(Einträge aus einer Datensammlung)
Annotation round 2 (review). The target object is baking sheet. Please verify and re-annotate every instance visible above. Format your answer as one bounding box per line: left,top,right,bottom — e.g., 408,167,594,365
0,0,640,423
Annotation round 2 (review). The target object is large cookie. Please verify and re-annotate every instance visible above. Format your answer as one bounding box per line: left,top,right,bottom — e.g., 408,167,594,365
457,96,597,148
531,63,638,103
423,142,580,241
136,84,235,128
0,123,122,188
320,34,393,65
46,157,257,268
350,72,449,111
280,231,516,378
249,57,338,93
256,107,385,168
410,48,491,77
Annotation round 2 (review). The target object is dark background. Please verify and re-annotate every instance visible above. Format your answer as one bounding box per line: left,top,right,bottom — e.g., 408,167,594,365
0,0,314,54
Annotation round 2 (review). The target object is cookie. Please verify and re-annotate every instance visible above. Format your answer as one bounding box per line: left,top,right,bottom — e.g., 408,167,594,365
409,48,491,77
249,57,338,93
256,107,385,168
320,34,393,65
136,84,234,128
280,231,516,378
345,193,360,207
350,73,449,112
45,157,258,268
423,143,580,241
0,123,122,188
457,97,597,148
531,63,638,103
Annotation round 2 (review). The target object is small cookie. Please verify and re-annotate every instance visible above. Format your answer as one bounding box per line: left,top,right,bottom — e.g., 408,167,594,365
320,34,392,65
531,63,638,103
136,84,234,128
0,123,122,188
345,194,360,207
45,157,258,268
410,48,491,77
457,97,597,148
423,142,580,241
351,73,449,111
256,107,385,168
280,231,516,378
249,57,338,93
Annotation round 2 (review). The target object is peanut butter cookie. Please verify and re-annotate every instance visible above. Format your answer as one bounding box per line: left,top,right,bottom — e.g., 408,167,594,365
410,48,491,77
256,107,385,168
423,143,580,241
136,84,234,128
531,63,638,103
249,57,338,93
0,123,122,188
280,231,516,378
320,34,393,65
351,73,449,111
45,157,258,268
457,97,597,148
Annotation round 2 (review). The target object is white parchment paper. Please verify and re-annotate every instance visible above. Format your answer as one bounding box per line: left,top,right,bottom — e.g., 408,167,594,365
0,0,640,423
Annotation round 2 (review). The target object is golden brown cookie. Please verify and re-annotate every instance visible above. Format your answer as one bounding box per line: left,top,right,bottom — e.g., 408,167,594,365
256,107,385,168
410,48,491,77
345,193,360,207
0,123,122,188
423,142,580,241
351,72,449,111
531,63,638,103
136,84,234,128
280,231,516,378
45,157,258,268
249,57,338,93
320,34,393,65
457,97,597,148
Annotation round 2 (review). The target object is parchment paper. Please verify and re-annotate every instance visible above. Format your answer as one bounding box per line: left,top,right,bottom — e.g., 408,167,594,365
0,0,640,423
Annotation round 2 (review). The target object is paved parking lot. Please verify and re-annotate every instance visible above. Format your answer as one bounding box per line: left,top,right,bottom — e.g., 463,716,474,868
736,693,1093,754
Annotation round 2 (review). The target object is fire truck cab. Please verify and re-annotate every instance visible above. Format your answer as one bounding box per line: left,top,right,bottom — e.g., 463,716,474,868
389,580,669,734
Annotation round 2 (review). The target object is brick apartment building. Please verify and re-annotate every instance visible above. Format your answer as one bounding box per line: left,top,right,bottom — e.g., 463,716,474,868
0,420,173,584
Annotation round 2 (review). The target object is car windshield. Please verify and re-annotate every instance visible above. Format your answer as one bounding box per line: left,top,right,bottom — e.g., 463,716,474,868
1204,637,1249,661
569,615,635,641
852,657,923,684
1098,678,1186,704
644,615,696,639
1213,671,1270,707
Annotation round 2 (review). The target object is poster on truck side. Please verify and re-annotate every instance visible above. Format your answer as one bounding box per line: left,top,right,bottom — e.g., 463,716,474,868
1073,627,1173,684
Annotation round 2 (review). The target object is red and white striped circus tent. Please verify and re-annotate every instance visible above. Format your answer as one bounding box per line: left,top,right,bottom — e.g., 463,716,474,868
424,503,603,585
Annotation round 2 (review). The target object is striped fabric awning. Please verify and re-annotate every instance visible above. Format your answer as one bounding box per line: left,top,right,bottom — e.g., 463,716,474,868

=== ZU ERLEDIGEN ===
Schreib die Zeilen der Auflistung unverändert ab, angefangen mit der Zeile, die „Annotation round 2 (review). The target object is fire“ enthält, bis einschließlich der Zeile, die „1073,627,1173,684“ enthält.

=== ANTWORT ZUR AUFGABE ===
Annotation round 2 (review). The target object is fire truck cab. Please verify and re-annotate every instance visible above. Format your answer as one bounding box per line: left,top,right,bottom — e.g., 463,716,474,868
389,580,669,734
Annotation round 2 (review). The target object is brick apartment building. Please verify and re-annotate every instance visible above. Format your answer as one bounding box per line: left,top,right,bottom — e.g., 463,716,474,868
0,420,173,584
Annotation round 2 (review). The target object is car windshield. Please verify and re-annotate every instance visible above. Format your answer as one bounding box per line: left,top,right,bottom — e.g., 463,716,474,868
1204,637,1249,661
569,615,635,641
852,657,923,684
1098,678,1186,704
644,615,696,639
1213,671,1270,707
Annotation round 2 (review). The target object is poster on truck side. Please verify and re-annotate every instance visible above. Format your answer as one bounding box per line: left,top,right,bottom — e.g., 463,716,474,868
1073,627,1173,684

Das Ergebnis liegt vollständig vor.